**Vorgegebene Aufgabe A:** Kopiere aus dem Forenthread über Motivationstrainer den Abschnitt wortgetreu, der mit "Die Frage ist" beginnt und sich bis einschließlich "Falathrim (30. März 2011)" erstreckt.
**Vorgegebene Aufgabe B:** In welchen Fächern würde sich laut Falathrim im Forenthread über Motivationstrainer die Abinote durch einen Motivationsschub von 1-2 Tagen verbessern?
**Vorgegebene Aufgabe C:** Setze den Forenthread über Motivationstrainer im Anschluss an seinen letzten Satz fort.

**Textabschnitt:**
#####
Die Frage ist halt, wiesehr ein Motivationsschub von 1-2 Tagen Dein Leben wirklich dauerhaft positiv beeinflusst.  Und diese Sprüche haben schon die alten Römer über die Alpen gefurzt. Jede Reise beginnt mit dem ersten Schritt. Man kann alles erreichen, wenn man es nur WILL. Wer mit seinem Leben unzufrieden ist, steht sich selbst im Weg. Blah-di-blah. Sind doch keine weltbewegenden neuen Erkenntnisse. Dass man für seine Ziele arbeiten muss und Zeit und Mühe investieren und an sich glauben muss, war Dir doch sicher auch klar, bevor es Dir ein Motivationstrainer erklärt hat, oder? 

Wurde er auch richtig esoterisch und hat Euch ans Herz gelegt, Euch selbst zu motivieren, z.B. vorm Spiegel oder morgens beim Aufstehen? "Ich kann alles erreichen, was ich will! Mir stehen alle Türen offen!" 
Wow, ich werd' Motivationstrainer! ^^


----------



## Falathrim (30. März 2011)

Also bei mir würde ein Motivationsschub von 1-2 Tagen eine signifikant bessere Abinote in Geschichte und Mathe bewirken, da bin ich mir schon ziemlich sicher *g*


----------



## Berserkerkitten (30. März 2011)

Falathrim schrieb:


> Also bei mir würde ein Motivationsschub von 1-2 Tagen eine signifikant bessere Abinote in Geschichte und Mathe bewirken, da bin ich mir schon ziemlich sicher *g*



Das packst Du locker! Arbeite hart, bewahre Deine positive Grundeinstellung und der Rest kommt ganz von selbst! Du musst den Erfolg nur wollen! Du hast unendlich großes Potenzial - Du musst es nur nutzen wollen! Sei Dir Deiner Fähigkeiten bewusst! Heute Abi, morgen Bundeskanzler!
#####
**Bereitgestellte Datensätze:**
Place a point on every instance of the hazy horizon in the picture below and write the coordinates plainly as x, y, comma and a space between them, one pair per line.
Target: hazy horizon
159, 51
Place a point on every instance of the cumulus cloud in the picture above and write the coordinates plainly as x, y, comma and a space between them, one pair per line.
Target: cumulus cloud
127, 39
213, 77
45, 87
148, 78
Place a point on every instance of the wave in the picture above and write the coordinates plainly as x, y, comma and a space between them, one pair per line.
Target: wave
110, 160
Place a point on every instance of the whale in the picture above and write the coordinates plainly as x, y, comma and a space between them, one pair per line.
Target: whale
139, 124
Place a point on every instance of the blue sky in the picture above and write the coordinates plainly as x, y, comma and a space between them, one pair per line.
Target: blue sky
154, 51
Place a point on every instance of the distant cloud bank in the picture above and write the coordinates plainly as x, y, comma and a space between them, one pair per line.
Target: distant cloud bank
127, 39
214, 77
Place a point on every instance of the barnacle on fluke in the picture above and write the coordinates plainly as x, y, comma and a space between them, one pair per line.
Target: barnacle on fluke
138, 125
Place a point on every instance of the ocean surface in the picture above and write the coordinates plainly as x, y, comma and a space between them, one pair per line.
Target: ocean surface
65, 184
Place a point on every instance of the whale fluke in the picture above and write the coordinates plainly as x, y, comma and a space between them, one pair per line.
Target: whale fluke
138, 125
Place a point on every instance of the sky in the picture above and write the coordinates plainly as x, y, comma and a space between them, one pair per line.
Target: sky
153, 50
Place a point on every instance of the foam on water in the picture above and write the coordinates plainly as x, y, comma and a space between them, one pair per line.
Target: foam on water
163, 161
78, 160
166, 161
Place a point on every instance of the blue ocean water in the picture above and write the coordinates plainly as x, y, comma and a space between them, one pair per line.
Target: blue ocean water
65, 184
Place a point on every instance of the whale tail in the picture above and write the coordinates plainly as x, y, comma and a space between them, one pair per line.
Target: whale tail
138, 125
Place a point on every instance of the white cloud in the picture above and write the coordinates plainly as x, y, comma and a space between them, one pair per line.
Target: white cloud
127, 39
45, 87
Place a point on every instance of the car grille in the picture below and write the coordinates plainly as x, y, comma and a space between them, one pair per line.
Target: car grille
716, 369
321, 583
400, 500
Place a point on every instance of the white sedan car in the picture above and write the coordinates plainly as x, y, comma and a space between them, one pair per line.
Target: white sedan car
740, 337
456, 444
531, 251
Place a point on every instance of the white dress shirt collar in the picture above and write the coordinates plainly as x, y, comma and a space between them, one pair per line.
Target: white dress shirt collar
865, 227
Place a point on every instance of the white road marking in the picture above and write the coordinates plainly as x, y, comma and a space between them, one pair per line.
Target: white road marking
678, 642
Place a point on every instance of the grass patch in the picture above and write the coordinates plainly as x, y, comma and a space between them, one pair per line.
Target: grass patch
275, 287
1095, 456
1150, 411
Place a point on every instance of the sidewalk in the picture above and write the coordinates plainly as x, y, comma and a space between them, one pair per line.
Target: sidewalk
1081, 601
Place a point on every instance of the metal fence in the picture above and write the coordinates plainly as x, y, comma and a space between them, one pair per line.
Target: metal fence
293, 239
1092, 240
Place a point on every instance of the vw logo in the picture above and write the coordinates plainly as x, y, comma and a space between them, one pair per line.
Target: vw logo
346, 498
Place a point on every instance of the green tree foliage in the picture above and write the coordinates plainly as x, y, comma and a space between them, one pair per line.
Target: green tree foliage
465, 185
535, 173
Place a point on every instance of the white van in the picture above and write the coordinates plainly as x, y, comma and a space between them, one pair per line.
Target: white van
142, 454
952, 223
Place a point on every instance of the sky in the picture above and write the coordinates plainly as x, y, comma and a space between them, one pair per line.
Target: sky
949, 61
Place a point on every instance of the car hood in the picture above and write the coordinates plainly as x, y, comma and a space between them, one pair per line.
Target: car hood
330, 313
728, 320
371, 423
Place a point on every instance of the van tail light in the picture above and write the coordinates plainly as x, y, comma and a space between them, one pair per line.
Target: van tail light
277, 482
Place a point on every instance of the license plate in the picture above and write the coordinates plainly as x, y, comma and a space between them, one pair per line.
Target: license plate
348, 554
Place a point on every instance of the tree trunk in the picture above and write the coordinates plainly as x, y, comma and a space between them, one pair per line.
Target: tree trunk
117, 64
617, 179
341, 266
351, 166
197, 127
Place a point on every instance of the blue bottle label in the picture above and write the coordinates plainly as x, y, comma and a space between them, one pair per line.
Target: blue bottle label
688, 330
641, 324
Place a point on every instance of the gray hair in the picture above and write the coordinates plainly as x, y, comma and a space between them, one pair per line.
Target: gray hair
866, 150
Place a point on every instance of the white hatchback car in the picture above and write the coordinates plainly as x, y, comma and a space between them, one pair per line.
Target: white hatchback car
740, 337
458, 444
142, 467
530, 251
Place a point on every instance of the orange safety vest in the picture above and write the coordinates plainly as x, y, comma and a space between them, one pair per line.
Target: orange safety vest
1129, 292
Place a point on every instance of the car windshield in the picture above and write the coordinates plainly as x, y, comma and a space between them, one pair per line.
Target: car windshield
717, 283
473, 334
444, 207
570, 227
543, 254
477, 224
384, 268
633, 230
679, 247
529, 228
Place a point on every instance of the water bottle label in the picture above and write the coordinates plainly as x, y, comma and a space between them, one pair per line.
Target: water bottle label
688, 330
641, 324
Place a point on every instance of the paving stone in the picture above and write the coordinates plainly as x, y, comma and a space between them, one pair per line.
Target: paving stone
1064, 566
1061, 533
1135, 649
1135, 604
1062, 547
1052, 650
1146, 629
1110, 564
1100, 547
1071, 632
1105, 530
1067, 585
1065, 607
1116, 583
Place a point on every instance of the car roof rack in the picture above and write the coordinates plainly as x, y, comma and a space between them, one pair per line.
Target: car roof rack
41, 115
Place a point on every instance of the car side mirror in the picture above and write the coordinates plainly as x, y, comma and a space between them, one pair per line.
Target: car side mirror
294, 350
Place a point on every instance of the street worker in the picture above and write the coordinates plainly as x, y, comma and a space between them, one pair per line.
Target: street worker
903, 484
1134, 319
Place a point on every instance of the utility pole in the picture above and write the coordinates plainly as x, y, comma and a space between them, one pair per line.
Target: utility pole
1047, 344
#####
**Endergebnis A:**
Die Frage ist halt, wiesehr ein Motivationsschub von 1-2 Tagen Dein Leben wirklich dauerhaft positiv beeinflusst.  Und diese Sprüche haben schon die alten Römer über die Alpen gefurzt. Jede Reise beginnt mit dem ersten Schritt. Man kann alles erreichen, wenn man es nur WILL. Wer mit seinem Leben unzufrieden ist, steht sich selbst im Weg. Blah-di-blah. Sind doch keine weltbewegenden neuen Erkenntnisse. Dass man für seine Ziele arbeiten muss und Zeit und Mühe investieren und an sich glauben muss, war Dir doch sicher auch klar, bevor es Dir ein Motivationstrainer erklärt hat, oder? 

Wurde er auch richtig esoterisch und hat Euch ans Herz gelegt, Euch selbst zu motivieren, z.B. vorm Spiegel oder morgens beim Aufstehen? "Ich kann alles erreichen, was ich will! Mir stehen alle Türen offen!" 
Wow, ich werd' Motivationstrainer! ^^


----------



## Falathrim (30. März 2011)

**Endergebnis B:** In Geschichte und Mathe.

**Endergebnis C:**
----------



## Winipek (30. März 2011)

Berserkerkitten schrieb:


> Blah-di-blah. Sind doch keine weltbewegenden neuen Erkenntnisse. Dass man für seine Ziele arbeiten muss und Zeit und Mühe investieren und an sich glauben muss, war Dir doch sicher auch klar, bevor es Dir ein Motivationstrainer erklärt hat, oder?




Natürlich weiß man sowas auch vorher, genauso wie man weiß seine Zähne täglich dreimal zu putzen oder das gesunde Ernährung "gesünder "ist ^^ 
Aber es schadet nicht, wenn man hin und wieder einen "Tritt in den Hintern" bekommt und einem nochmal gezeigt wird, wie mans besser machen kann. 
Ist doch nichts verkehrtes dran?! Schaden tut´s auf jedenfall nicht (glaub ich zumindest  ...)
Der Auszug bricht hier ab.